** BEGIN Provided entries **
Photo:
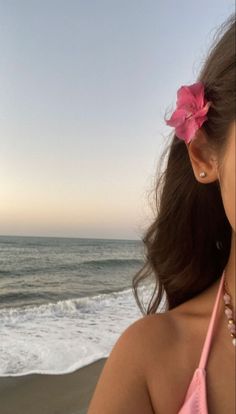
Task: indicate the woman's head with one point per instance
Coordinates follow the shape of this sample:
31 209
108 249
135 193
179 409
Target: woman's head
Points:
188 242
218 165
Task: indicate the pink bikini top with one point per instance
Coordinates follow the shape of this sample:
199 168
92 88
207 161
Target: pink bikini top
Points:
195 401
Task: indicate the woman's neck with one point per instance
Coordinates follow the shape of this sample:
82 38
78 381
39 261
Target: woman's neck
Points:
230 270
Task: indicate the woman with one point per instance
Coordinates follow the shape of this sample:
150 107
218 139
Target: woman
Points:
183 360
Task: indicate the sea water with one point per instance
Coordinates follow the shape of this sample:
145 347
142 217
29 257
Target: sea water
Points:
64 301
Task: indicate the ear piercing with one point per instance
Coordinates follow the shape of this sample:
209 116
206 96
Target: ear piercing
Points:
202 174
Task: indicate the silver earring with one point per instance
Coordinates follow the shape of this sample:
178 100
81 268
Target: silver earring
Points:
202 174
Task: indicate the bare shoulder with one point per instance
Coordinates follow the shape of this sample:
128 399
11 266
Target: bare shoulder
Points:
122 385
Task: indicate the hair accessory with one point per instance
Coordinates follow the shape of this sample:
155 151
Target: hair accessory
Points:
202 174
190 112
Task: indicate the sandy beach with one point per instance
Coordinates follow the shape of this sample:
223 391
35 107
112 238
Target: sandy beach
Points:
** END Provided entries **
## [Task instructions]
Quote the lines of the listing above that run from the line with "Task: indicate the pink" through its last line, both included, and nothing else.

## [Reply]
Task: indicate the pink bikini top with one point per instance
Coordinates follow the shape of this sample:
199 168
92 88
207 161
Target: pink bikini top
Points:
195 401
Task: indicate the woman's neck with one point per instance
Coordinates follow the shape of this sample:
82 38
78 381
39 261
Target: woman's neck
Points:
230 270
Task: indicate the woman with one point per instance
Coordinates follow the shape of this sample:
150 107
218 139
Target: woman
Points:
183 360
Task: indicate the sea water with one point per instance
Coordinates follow the shape of this sample:
145 347
142 217
29 257
Target: sea water
Points:
64 301
Task: indicate the ear piercing with one point per instance
Coordinates follow the shape of this sample:
209 116
206 96
Target: ear piercing
Points:
202 174
Task: indicate the silver earring with one point per instance
Coordinates follow the shape of this sample:
178 100
81 268
Target: silver earring
Points:
202 174
Task: indicate the bare shoulder with one point per instance
Coordinates follow the shape of this sample:
128 399
11 266
Target: bare shoulder
Points:
122 385
Task: indicate the hair accessory with one point per instance
Coordinates follow the shape of this sample:
155 151
Target: hair accessory
Points:
202 174
190 112
Task: indicate the sandy beach with one point per instance
Coordinates follow the shape of this sample:
223 391
35 107
112 238
Target: sandy beach
Points:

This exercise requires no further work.